■ Problem: Update the listing below by replacing every "brick" with "stone", leaving everything else unchanged.
##### Data listing
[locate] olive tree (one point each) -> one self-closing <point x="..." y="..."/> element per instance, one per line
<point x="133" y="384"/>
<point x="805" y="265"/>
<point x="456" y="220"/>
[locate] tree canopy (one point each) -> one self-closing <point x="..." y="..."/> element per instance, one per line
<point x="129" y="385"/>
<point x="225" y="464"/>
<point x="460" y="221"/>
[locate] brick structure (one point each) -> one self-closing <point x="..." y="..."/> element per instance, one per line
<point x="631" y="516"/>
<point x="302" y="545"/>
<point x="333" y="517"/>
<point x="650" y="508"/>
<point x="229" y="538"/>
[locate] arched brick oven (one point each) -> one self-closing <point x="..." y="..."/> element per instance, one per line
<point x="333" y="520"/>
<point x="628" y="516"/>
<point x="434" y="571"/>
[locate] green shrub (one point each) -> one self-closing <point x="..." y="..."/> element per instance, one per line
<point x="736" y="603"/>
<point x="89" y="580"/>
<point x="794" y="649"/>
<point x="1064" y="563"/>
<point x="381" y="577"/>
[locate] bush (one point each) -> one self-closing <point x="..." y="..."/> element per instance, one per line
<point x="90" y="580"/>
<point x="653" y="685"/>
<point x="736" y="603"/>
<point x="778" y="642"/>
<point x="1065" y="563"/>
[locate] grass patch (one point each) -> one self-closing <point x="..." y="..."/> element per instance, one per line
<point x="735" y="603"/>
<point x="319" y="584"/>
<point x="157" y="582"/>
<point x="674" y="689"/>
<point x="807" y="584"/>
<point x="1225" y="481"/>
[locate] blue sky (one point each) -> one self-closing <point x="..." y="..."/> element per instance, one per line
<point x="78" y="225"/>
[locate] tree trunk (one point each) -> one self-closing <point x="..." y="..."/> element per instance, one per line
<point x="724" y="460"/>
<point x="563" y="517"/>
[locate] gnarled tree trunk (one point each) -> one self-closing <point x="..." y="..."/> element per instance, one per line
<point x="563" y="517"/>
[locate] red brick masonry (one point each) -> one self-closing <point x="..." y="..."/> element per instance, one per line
##########
■ Written answer:
[locate] olive tree (one point each) -> one self-closing <point x="..." y="..."/> element per instance, one per line
<point x="133" y="384"/>
<point x="805" y="265"/>
<point x="456" y="220"/>
[locate] tree canopy (one point each) -> one self-closing <point x="..." y="..."/> element per instance, one per line
<point x="129" y="385"/>
<point x="225" y="464"/>
<point x="460" y="221"/>
[locate] stone structure (one point each) -> one self-closing <point x="..." y="..."/> element per instance, one per line
<point x="631" y="516"/>
<point x="302" y="545"/>
<point x="333" y="517"/>
<point x="650" y="508"/>
<point x="229" y="538"/>
[locate] arched stone oven (one point each) -> one self-closing <point x="..." y="..."/> element per instance, one per line
<point x="333" y="520"/>
<point x="628" y="516"/>
<point x="434" y="571"/>
[locate] green shrub (one point each) -> one self-closing <point x="..." y="..."/> element per instance, one per line
<point x="736" y="603"/>
<point x="89" y="580"/>
<point x="794" y="649"/>
<point x="1064" y="563"/>
<point x="381" y="577"/>
[locate] bush (one point each) -> one self-closing <point x="..." y="..."/> element per instance, one per line
<point x="90" y="580"/>
<point x="653" y="685"/>
<point x="736" y="603"/>
<point x="778" y="642"/>
<point x="1065" y="563"/>
[locate] grass patch (one point each) -> one self-closing <point x="..." y="..."/> element per instance, one per line
<point x="735" y="603"/>
<point x="319" y="584"/>
<point x="157" y="582"/>
<point x="674" y="689"/>
<point x="807" y="584"/>
<point x="1225" y="481"/>
[locate] blue sky (one point each) -> one self-closing <point x="..." y="..."/> element per instance, one per line
<point x="78" y="225"/>
[locate] tree trunk (one point each) -> one self-closing <point x="..." y="..."/> element per instance, one per line
<point x="724" y="460"/>
<point x="563" y="517"/>
[locate] gnarled tree trunk (one point each) -> one self-closing <point x="..." y="..."/> element per instance, one per line
<point x="563" y="517"/>
[locate] red stone masonry (one point each) -> one self-closing <point x="..." y="..."/> element per instance, one per line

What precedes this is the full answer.